[Items from a dataset]
►

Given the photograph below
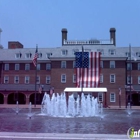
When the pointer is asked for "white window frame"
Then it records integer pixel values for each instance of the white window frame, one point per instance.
(101, 78)
(38, 79)
(74, 78)
(27, 55)
(63, 64)
(38, 66)
(27, 66)
(138, 79)
(101, 64)
(64, 52)
(129, 66)
(17, 67)
(112, 97)
(138, 66)
(112, 64)
(16, 79)
(48, 79)
(6, 79)
(101, 51)
(112, 80)
(6, 67)
(63, 78)
(48, 55)
(112, 52)
(48, 66)
(74, 64)
(100, 97)
(27, 79)
(128, 79)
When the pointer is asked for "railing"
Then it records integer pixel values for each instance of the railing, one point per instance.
(87, 42)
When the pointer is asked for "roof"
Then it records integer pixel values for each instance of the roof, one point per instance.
(9, 54)
(85, 89)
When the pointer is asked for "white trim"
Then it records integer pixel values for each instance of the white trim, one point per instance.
(85, 89)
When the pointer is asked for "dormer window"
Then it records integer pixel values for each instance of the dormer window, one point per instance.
(39, 55)
(127, 54)
(112, 52)
(18, 55)
(28, 55)
(64, 52)
(48, 55)
(75, 50)
(138, 54)
(101, 51)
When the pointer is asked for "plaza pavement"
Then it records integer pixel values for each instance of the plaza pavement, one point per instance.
(58, 136)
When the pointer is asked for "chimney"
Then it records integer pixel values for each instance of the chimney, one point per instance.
(113, 36)
(64, 35)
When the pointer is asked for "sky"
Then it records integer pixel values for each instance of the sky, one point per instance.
(40, 22)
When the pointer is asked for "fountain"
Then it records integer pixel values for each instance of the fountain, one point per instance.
(57, 106)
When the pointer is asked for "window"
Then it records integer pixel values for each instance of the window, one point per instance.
(100, 97)
(16, 66)
(63, 78)
(129, 79)
(127, 54)
(138, 79)
(75, 50)
(28, 55)
(101, 64)
(6, 79)
(38, 79)
(18, 55)
(27, 79)
(38, 66)
(48, 79)
(101, 51)
(27, 66)
(112, 97)
(74, 78)
(39, 55)
(6, 67)
(74, 64)
(129, 66)
(48, 55)
(101, 78)
(63, 64)
(112, 52)
(112, 78)
(138, 54)
(48, 66)
(16, 79)
(112, 64)
(138, 66)
(64, 52)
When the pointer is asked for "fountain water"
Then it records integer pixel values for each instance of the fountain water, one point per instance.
(57, 106)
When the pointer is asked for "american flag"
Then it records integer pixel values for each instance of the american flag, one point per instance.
(35, 57)
(87, 69)
(120, 91)
(40, 89)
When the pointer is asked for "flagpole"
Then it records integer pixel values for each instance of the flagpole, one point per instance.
(35, 78)
(130, 74)
(82, 70)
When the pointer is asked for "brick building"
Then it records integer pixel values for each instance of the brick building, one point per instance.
(119, 73)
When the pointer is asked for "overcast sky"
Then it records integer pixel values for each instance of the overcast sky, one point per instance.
(40, 22)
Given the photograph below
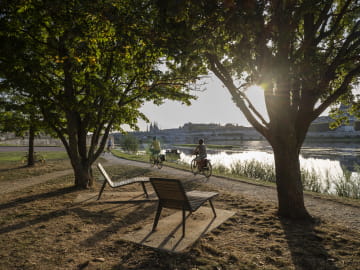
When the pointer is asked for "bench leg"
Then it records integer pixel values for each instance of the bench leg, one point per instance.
(212, 207)
(102, 189)
(157, 216)
(184, 219)
(144, 188)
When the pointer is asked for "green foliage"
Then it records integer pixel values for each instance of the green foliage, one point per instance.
(349, 184)
(88, 66)
(129, 143)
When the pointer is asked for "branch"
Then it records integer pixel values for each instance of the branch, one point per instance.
(340, 91)
(238, 97)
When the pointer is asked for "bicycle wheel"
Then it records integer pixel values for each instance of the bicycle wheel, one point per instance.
(152, 161)
(193, 166)
(159, 164)
(207, 171)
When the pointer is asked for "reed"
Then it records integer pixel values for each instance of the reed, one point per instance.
(349, 184)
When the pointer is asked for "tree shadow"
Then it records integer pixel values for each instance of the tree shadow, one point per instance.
(24, 200)
(306, 246)
(139, 214)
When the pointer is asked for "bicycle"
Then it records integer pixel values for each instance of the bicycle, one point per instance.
(204, 167)
(157, 160)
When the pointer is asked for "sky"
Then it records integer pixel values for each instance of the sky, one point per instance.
(214, 105)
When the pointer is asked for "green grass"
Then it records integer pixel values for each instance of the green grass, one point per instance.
(19, 155)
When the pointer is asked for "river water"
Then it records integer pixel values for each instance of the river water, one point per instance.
(327, 160)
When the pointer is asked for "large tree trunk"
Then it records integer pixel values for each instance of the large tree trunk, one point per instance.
(288, 181)
(83, 174)
(30, 156)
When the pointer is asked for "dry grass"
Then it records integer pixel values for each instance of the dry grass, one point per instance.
(42, 228)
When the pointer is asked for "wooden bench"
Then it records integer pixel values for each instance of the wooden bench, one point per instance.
(172, 194)
(141, 180)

◄

— THE EXERCISE —
Keep every word of the data as it is when you write it out, but drop the pictures.

— REPLY —
Given the photograph below
When the pointer is asked for "white window frame"
Then it records integer pixel values for each instance of the white window frame, one point per instance.
(101, 78)
(38, 79)
(74, 78)
(27, 55)
(63, 64)
(38, 66)
(27, 66)
(138, 79)
(101, 64)
(64, 52)
(129, 66)
(17, 67)
(112, 97)
(138, 66)
(112, 64)
(16, 79)
(48, 79)
(6, 79)
(101, 51)
(112, 80)
(6, 67)
(63, 78)
(48, 55)
(112, 52)
(48, 66)
(74, 64)
(100, 97)
(27, 79)
(128, 79)
When the pointer is asked for "railing"
Then it records integer pixel values for each instance of the railing, one point per instance.
(87, 42)
When the pointer is asked for "roof"
Then it records integer pixel values for each instance of the roof, one point per instance.
(9, 54)
(85, 89)
When the pointer is asked for "white trim"
Then it records integer pixel values for each instance of the white trim, one point per instance.
(85, 89)
When the pointer is asked for "dormer window"
Then it records integer pixel values for each instance of the dormer window, one point per instance.
(39, 55)
(127, 54)
(112, 52)
(18, 55)
(28, 55)
(64, 52)
(48, 55)
(75, 50)
(138, 54)
(101, 51)
When the pointer is asked for "plaza pavement"
Then it records integer pixel values for each instance of the plaza pavement, one point per instance.
(58, 136)
When the pointer is asked for "chimney"
Then it records integer pixel values for each instance of the chimney, one point per instance.
(113, 36)
(64, 35)
When the pointer is asked for "sky"
Then it records integer pixel values for each instance of the sky, one point per instance.
(40, 22)
When the pointer is asked for "fountain"
Then it records integer pixel values for each instance of the fountain, one point per instance.
(57, 106)
When the pointer is asked for "window"
Then it records integer pixel values for each instance of the window, one point per instance.
(100, 97)
(16, 66)
(63, 78)
(129, 79)
(127, 54)
(138, 79)
(75, 50)
(28, 55)
(101, 64)
(6, 79)
(38, 79)
(18, 55)
(27, 79)
(38, 66)
(48, 79)
(101, 51)
(27, 66)
(112, 97)
(74, 78)
(39, 55)
(6, 67)
(74, 64)
(129, 66)
(48, 55)
(101, 78)
(63, 64)
(112, 52)
(112, 78)
(138, 54)
(48, 66)
(16, 79)
(112, 64)
(138, 66)
(64, 52)
When the pointer is asked for "fountain water"
Then it records integer pixel values for each instance of the fountain water, one point per instance.
(57, 106)
When the pointer is asked for "american flag"
Then it records integer pixel values for each instance of the american flag, one point per instance.
(35, 57)
(87, 69)
(120, 91)
(40, 89)
When the pointer is asked for "flagpole"
Then it records integer pixel values for each instance of the flagpole, one point per instance.
(35, 78)
(130, 74)
(82, 70)
When the pointer is asked for "brick building"
Then it records integer pixel values for each instance of the brick building, one point per instance.
(119, 73)
When the pointer is asked for "overcast sky"
Then it records integer pixel values for each instance of the overcast sky, one point per instance.
(40, 22)
Given the photograph below
When the pointer is asked for "bench leg"
Then it records integer pixel values for each instance of the bench leg, one point per instance.
(212, 207)
(102, 189)
(157, 216)
(184, 219)
(144, 188)
When the pointer is asked for "green foliage"
Then it records integer pixel values for each instance of the green foliage, one point per instance.
(349, 184)
(88, 66)
(129, 143)
When the pointer is asked for "branch"
Then it records integer pixel values for each instance of the branch, one point per instance.
(340, 91)
(238, 97)
When the pointer is asked for "bicycle wheel"
Then it records integer pixel values for each instance of the bicycle wheel, one point per instance.
(152, 161)
(193, 166)
(159, 164)
(207, 171)
When the pointer is asked for "reed"
Then it records integer pixel values for each instance of the reed, one point per instance.
(349, 184)
When the pointer is asked for "tree shadow"
Then it records integer pixel values for each instance of the tree shadow, one point per instance.
(24, 200)
(306, 246)
(139, 214)
When the pointer is asked for "bicycle"
Then it records integer pixel values for each instance of the bicycle, one point per instance.
(204, 167)
(157, 160)
When the pointer is asked for "sky"
Then it records integer pixel values for each instance of the sky, one point per instance.
(214, 105)
When the pointer is asked for "green grass"
Then it records integer pixel values for each instance of the green grass, one point per instance.
(19, 155)
When the pointer is asked for "river water"
Then it records integer pixel values for each instance of the river water, one point per instance.
(327, 160)
When the pointer is asked for "large tree trunk"
Then it records integer pixel values for each instance of the large tree trunk, one point per instance.
(288, 181)
(83, 174)
(30, 156)
When the pointer is asked for "dry grass"
Then it records integer pixel values for each instance of the dry grass, one point per instance.
(42, 228)
When the pointer is asked for "wooden bench"
Then it records integer pixel values for each instance of the wooden bench, one point per instance.
(172, 194)
(141, 180)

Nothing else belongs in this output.